Provided material —
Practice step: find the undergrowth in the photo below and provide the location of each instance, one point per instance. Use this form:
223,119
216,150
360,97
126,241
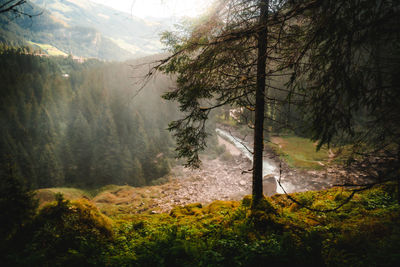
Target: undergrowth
364,232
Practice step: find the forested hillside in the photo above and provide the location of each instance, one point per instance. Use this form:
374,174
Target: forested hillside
66,123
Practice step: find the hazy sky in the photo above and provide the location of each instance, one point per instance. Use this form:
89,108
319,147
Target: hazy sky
158,8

Exercise description — Copy the lines above exactly and exclude every image.

Worked solution —
Practice step: find the undergrowth in the photo below and provide the location of each instance, one point per instance. Use this form:
223,119
216,150
360,97
126,241
Target: undergrowth
364,232
Practice step: find the forested hillside in the photo above and provide the location of each instance, one point per instance. Use this form:
374,174
Target: forested hillside
66,123
Practice step: find the hazy sky in the photo above and provide the location of each instance, one point per instance. Use this form:
89,108
319,147
Target: hazy sky
158,8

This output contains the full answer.